Festival do Rio se firma como maior plataforma de lançamento de filmes nacionais

Publicado em 05/10/2017 - 16:51 Por Isabela Vieira – Repórter da Agência Brasil - Rio de Janeiro

“Bicho são todos, doutora, todos. A polícia, o tráfico, eu, você, todo mundo é bicho. Então não te preocupa não, que essa porrada aqui não ficou à toa, não.”

A fala é da personagem Gloria, uma ascensorista negra com histórico de violência na família e estupro pelo próprio pai, que procura ajuda em um consultório popular de psicanálise e é atendida por Camila, jovem portuguesa branca que está no Brasil fazendo pós-graduação. As duas personagens fazem parte do filme Praça Paris, longa-metragem da diretora Lucia Murat, uma das produções mais aguardadas na Première Brasil do Festival do Rio 2017, que começa hoje (5).

Roteirizado em parceria com o escritor de suspense Raphael Montes, que apresenta o programa Trilha de Letras, na TV Brasil, a estreia de Praça Paris está prevista para o sábado (7), às 19h. No domingo (8), às 13h, haverá uma sessão especial, no Cine Odeon, no centro, com debate entre a diretora e as atrizes Grace Passô, que interpreta Glória, e Joana de Verona, que vive Camila.

A cineasta Lucia Murat

A cineasta Lucia Murat dirige o longa-metragem Praça Paris, uma das produções mais aguardadas na Première Brasil do Festival do Rio 2017   Divulgação 

Segundo a diretora, o thriller parte de fatos reais e discute o distanciamento da classe média da violência do cotidiano dos mais pobres. O medo do “outro” é a chave do filme que mostra jovens alunas de psicologia desenvolvendo um “medo crônico de pobres”, ao se depararem com a dureza dos relatos de pacientes, de injustiças a homicídios.

“A questão da violência sempre me interessou por ter sido parte da minha vida, já que vivi os horrores da ditadura brasileira”, disse Lucia Murat. Praça Paris, no entanto, vai além. “Trabalha o medo e a paranoia numa relação entre duas pessoas com histórias e classes sociais diferentes”, completou.

Com o slogan, “Aqui você vê o mundo”, o Festival do Rio 2017 exibirá 250 filmes, entre 5 e 15 de outubro, de mais de 60 países, divididos em 15 mostras e mais de 20 salas. Paralelamente, haverá seminários, workshops e debates com os realizadores.

Este ano, a Première Brasil, mostra em que se insere o Praça Paris, bate recorde e já se consolida como maior plataforma de exibição do cinema nacional, segundo um dos diretores do Festival do Rio 2017, Marcos Didonet.

#####

Pedidos ->
a - Segundo o texto, quantos filmes o Festival do Rio 2017 vai exibir?
b - Conte as linhas dos registros em que aparece a palavra “arrangement” e informe somente o número.
O texto e os registros não têm nenhuma relação entre si.

(Trechos de um conjunto de dados de anotação de localização)
#####

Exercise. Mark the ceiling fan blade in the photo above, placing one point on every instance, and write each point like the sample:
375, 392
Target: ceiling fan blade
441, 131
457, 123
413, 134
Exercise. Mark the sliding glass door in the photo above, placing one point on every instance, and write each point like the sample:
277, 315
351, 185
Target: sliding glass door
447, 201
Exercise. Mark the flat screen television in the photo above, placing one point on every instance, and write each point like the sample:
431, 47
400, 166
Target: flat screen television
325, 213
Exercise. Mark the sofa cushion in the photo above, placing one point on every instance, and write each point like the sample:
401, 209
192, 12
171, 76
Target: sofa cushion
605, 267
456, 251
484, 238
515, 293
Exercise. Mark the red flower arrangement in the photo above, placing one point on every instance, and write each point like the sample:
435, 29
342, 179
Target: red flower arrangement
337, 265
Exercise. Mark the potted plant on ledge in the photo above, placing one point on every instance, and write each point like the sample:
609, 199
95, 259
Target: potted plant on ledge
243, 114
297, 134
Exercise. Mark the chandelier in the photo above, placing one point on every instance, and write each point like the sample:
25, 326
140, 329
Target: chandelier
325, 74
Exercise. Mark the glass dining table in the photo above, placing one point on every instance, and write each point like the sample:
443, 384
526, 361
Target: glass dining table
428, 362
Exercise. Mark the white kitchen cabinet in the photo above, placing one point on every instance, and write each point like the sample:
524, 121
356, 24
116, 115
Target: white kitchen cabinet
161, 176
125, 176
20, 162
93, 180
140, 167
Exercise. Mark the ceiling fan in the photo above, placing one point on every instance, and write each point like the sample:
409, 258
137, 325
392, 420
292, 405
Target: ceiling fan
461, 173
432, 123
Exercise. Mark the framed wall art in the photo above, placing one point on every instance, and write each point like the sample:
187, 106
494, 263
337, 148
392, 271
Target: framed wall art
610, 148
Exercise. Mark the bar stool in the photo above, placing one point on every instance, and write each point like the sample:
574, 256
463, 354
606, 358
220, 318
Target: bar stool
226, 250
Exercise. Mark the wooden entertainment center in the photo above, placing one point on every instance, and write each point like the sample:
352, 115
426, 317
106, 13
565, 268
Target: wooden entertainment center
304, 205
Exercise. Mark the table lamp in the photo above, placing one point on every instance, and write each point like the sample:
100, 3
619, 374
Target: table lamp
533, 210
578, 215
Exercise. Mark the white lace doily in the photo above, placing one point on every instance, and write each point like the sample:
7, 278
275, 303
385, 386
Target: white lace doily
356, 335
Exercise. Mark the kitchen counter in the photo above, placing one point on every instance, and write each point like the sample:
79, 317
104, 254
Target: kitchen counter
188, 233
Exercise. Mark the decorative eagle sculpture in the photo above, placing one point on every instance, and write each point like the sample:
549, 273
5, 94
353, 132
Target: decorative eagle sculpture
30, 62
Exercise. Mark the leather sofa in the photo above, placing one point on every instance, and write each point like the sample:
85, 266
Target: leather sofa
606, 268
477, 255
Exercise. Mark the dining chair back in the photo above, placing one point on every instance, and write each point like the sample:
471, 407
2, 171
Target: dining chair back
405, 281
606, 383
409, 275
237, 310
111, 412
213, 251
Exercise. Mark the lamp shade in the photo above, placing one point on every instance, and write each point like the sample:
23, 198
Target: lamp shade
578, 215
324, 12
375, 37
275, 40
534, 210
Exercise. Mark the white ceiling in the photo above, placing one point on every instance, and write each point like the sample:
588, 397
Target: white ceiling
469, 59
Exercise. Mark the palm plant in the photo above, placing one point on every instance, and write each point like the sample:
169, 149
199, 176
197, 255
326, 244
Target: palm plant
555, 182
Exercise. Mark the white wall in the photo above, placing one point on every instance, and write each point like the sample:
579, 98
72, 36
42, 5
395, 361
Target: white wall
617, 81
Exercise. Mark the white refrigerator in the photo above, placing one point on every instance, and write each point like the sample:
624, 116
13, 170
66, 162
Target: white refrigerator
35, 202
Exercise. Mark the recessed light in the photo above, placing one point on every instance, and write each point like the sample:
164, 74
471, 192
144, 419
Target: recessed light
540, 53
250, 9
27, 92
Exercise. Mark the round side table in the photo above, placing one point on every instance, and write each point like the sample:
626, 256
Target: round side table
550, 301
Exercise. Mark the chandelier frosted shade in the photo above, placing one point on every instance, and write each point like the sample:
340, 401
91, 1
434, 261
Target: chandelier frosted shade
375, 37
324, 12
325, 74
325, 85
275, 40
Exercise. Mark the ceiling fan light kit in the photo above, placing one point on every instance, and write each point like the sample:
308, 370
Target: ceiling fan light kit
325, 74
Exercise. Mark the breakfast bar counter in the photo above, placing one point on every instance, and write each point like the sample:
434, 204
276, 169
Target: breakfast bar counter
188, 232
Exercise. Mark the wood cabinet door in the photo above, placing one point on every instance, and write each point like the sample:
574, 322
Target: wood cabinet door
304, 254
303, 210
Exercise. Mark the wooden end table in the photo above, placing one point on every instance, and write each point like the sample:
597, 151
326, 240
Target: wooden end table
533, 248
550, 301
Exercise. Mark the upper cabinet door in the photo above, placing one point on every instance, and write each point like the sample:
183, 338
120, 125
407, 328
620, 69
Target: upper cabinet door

#####

Respostas aos problemas ->
a - 250 filmes.

b - 2